WRITTEN REQUEST A
Below, after a profile of a hairdresser, come a set of records. Repeat the records exactly, from the first line of the records through the line containing "column 489, row 415".

GIVEN TEXT
— begin —
Bridge Burners Vol. 6 - Ryann Bosetti / The Tropics

Bridge Burners Vol. 6 - Ryann Bosetti / The Tropics

Creating Bridge & Burn required a leap of faith. Founder, Erik Prowell quit his job as a software developer, lit the proverbial match, and threw it—burning the bridge of working for anyone else behind him. With no formal training he trusted his smarts and his strong work ethic, and took the plunge. In that spirit, Bridge Burners is a series showcasing people who are taking a similar leap.

When Vogue’s editors declare you gave them the best haircut of their lives, you might expect it to be the impetus for a fanfare-heavy LA salon opening. Or a barrage of invitations to style shows in London, New York and Milan. Or prime credits in glossy fashion magazines.

But for Ryann Bosetti, the recent write up from fashion’s who’s-who is freeing her up to do the exact opposite. The hairdresser is in the process of moving her practice from a sparse white-washed Portland loft to the high desert art community of Marfa, Texas, population  2,000.

It’s a far cry from the New York office job she started out in.

A practical teenager, Ryann pursued a business degree. “I wanted autonomy and I thought I’d get it by being a business person,” she says. “Ironically, the reality is that more often you’re just a cog in the wheel.” But optimistic about the lifestyle a corporate job would offer, she moved to New York after college for a covetable position in finance at Bumble and Bumble.

“I was immediately aware that this 9-to-5—excited on Friday night, suicidal on Monday morning—was not for me. I was 21 and was just like no way, I don’t want to get used to this. The only person I wasn’t depressed by was the creative director.”

With a keen eye, she observed that he was the guy taking research trips to Paris and three-hour lunch meetings. And it was he who spotted Ryann’s restlessness in the corporate environment. “He told me, ‘You’re so antsy. I think you need to be using your hands. Go to beauty school.’”

And to beauty school she went. Then, license in hand, she apprenticed with Bumble and Bumble and began to refine her craft. She took her practice to Portland because it seemed like the one city that afforded the space—physically and financially—and the support for a small business like the one she had in mind. It seemed like a natural incubator, and it was.
— end —
SOURCE DATA
— begin —
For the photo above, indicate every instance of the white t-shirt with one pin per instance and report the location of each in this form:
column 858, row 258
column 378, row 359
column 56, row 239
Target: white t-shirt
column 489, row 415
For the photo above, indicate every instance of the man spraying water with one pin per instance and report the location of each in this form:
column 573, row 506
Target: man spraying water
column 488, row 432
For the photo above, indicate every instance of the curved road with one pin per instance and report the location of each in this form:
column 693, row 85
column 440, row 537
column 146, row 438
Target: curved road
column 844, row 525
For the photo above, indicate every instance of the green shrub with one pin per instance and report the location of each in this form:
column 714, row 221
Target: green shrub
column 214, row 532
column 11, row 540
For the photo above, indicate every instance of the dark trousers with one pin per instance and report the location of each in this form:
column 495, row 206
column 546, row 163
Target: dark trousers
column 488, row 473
— end —
WRITTEN REQUEST B
Pick up the profile of the hairdresser Ryann Bosetti above and keep it going from its last sentence.

TASK RESULT A
For the photo above, indicate every instance of the white t-shirt with one pin per instance and report the location of each in this form:
column 858, row 258
column 378, row 359
column 56, row 239
Target: white t-shirt
column 489, row 415

TASK RESULT B
Despite learning from the best, Ryann started to sense that there was more to cutting hair than following a formula. “I was taught blueprints to replicate on people, with mathematical precision, which feels irresponsible to me,” she says. “It’s not culturally relevant because you’re not acknowledging the individual’s identity and personal culture. My method is really about throwing out the blueprints, and structurally addressing each person in a new way every time.”

Not that learning mathematical foundations weren’t essential. She compares it to fine art or architecture—you have perfect the framework before you can flip it. “It’s not just being punkrock and tearing shit up,” she explains “It’s reassembling this mathematical equation, factoring in subjectivity and human response.”

Hers is a truly empathetic approach to hairdressing—debunking the notion that hairdressing is a shallow practice. She describes an almost selfish selflessness that comes when a hairdresser is really living out their calling. “It’s almost like a rush that you get—when you know that you made someone feel better about being themselves.”

Referencing Susan Sontag’s essay “An Argument About Beauty,” she explains: “The term ‘beautiful’ has been desiccated. It’s been made shallow, feminine, almost evil. But what’s evil is that we’ve made one standard for beauty.”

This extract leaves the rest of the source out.